**Recorded data:**
------------------------------------------------------------------------
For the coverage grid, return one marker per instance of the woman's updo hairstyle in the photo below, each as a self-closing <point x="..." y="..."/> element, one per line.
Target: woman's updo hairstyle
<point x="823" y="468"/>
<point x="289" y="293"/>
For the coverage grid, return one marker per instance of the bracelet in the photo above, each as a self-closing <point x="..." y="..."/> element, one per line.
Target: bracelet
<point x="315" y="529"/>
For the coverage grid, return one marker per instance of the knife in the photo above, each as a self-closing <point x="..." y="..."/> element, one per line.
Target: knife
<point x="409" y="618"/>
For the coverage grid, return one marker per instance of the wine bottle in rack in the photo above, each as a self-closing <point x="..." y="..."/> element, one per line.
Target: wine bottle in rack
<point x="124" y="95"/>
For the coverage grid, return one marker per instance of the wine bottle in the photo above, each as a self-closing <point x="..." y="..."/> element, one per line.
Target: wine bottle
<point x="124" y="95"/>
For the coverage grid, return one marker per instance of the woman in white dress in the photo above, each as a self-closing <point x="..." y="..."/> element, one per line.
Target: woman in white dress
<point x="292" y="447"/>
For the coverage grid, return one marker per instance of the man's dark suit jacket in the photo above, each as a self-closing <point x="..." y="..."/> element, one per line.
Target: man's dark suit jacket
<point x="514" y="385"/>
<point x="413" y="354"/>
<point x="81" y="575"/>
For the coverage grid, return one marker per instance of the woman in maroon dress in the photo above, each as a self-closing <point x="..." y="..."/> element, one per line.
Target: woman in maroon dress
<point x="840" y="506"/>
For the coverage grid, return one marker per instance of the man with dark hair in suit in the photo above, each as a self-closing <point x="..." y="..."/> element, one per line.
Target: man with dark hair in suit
------------------------------------------------------------------------
**Task to carry out:**
Retype every one of the entries above without changing a single character.

**Complete output:**
For the coverage grid, return one marker per instance of the woman's updo hairstyle in the photo below, each as a self-closing <point x="..." y="..."/> element, one per line.
Target: woman's updo hairstyle
<point x="823" y="468"/>
<point x="289" y="293"/>
For the coverage grid, return one marker per instance of the bracelet in the photo above, each as a self-closing <point x="..." y="..."/> element, one per line.
Target: bracelet
<point x="315" y="529"/>
For the coverage grid, return one marker per instance of the knife in the photo above, each as a self-closing <point x="..." y="..."/> element, one per line.
Target: knife
<point x="409" y="618"/>
For the coverage grid, return one marker per instance of the wine bottle in rack in the photo above, each as a self-closing <point x="..." y="..."/> element, one per line.
Target: wine bottle in rack
<point x="124" y="95"/>
For the coverage grid, return one marker per instance of the wine bottle in the photo above, each as a self-closing <point x="..." y="..."/> element, one per line.
Target: wine bottle
<point x="124" y="95"/>
For the coverage grid, return one marker per instance of the woman in white dress in the photo above, each as a self-closing <point x="..." y="..."/> element, one per line.
Target: woman in white dress
<point x="292" y="447"/>
For the coverage grid, return one marker per instance of the man's dark suit jacket in the photo above, each as a self-closing <point x="..." y="..."/> element, one per line.
Target: man's dark suit jacket
<point x="514" y="385"/>
<point x="413" y="354"/>
<point x="81" y="575"/>
For the coverage grid, return one marker per instance of the woman in maroon dress in the photo above, each as a self-closing <point x="..." y="..."/> element, one per line.
Target: woman in maroon dress
<point x="840" y="506"/>
For the coverage grid, return one marker per instance of the man with dark hair in suit in the photo above, each as a self-closing <point x="..." y="..."/> element, one per line.
Target: man with dark hair in suit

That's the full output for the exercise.